MATERIAL PROVIDED
--------------------------------
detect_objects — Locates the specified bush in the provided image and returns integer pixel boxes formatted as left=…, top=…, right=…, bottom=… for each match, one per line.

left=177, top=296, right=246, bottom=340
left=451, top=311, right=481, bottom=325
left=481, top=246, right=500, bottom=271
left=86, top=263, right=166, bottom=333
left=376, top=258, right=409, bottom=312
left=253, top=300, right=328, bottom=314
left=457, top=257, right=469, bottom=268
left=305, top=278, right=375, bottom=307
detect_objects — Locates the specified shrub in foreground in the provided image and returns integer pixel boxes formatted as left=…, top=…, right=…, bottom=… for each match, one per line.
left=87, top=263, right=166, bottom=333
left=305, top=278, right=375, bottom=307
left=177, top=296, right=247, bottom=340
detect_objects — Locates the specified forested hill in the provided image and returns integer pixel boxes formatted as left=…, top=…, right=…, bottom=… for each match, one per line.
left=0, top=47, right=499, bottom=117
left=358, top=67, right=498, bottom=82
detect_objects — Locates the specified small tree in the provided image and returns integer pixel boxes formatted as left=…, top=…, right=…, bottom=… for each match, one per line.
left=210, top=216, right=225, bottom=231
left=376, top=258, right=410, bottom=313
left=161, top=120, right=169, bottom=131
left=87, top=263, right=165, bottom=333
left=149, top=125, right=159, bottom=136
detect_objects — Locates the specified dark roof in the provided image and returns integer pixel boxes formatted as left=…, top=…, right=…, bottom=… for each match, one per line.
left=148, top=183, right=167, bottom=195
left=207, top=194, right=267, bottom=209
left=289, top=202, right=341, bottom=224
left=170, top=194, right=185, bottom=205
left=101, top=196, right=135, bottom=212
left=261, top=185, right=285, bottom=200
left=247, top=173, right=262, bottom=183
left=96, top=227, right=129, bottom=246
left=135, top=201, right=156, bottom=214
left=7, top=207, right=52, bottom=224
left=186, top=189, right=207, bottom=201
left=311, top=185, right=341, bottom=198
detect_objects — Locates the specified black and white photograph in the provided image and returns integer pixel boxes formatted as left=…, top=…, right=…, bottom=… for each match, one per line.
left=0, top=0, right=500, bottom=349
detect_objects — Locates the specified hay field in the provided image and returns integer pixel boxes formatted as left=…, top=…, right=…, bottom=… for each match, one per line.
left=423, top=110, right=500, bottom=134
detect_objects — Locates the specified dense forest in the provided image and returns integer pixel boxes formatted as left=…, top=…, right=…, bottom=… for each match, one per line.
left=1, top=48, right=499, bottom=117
--------------------------------
WHAT IS ASKED
Print all of the records above again, line for line, without changing a single character or the order.

THE REPLY
detect_objects — Locates the specified bush in the provided image and returns integer pixel boxes formatted as left=…, top=…, right=…, bottom=… for each match, one per line.

left=177, top=296, right=246, bottom=340
left=451, top=311, right=481, bottom=325
left=481, top=246, right=500, bottom=271
left=86, top=263, right=166, bottom=333
left=376, top=258, right=409, bottom=312
left=253, top=300, right=328, bottom=314
left=457, top=257, right=469, bottom=268
left=305, top=278, right=375, bottom=307
detect_objects — Locates the specified shrub in foreground in the provided image and returns integer pixel boxes formatted as left=…, top=…, right=…, bottom=… for each match, one per line.
left=87, top=263, right=166, bottom=333
left=305, top=278, right=375, bottom=307
left=177, top=296, right=247, bottom=340
detect_objects — Locates the specified forested hill in the provided image and returns integer pixel boxes formatted as left=…, top=…, right=…, bottom=… for each match, one per line.
left=0, top=47, right=499, bottom=117
left=358, top=67, right=498, bottom=82
detect_objects — Locates the specified small tree in the provided image and returns integer pixel boxes formatted as left=…, top=…, right=…, bottom=… for each match, one per line.
left=210, top=216, right=225, bottom=231
left=376, top=258, right=410, bottom=313
left=161, top=120, right=169, bottom=131
left=87, top=263, right=165, bottom=333
left=149, top=125, right=159, bottom=136
detect_objects — Locates the specified dark roof in the provided image and returns integer pixel boxes formatted as left=…, top=…, right=…, bottom=… for each match, one per line.
left=148, top=183, right=167, bottom=195
left=207, top=194, right=267, bottom=209
left=289, top=202, right=341, bottom=224
left=170, top=194, right=185, bottom=205
left=101, top=196, right=135, bottom=212
left=261, top=185, right=285, bottom=200
left=247, top=173, right=262, bottom=183
left=96, top=227, right=129, bottom=246
left=135, top=201, right=156, bottom=214
left=7, top=207, right=52, bottom=224
left=186, top=189, right=207, bottom=201
left=311, top=185, right=341, bottom=198
detect_objects — Locates the specified black and white photograph in the provided image and returns integer pixel boxes formatted as left=…, top=…, right=…, bottom=… for each match, one per line.
left=0, top=0, right=500, bottom=349
detect_objects — Locates the specified hay field in the provided image and returns integer pixel boxes formatted as left=…, top=…, right=…, bottom=… for each match, one per line.
left=423, top=110, right=500, bottom=134
detect_objects — Locates the specified dense forest in the provided image and returns integer pixel boxes formatted as left=…, top=…, right=…, bottom=… for each match, one per line.
left=1, top=48, right=499, bottom=117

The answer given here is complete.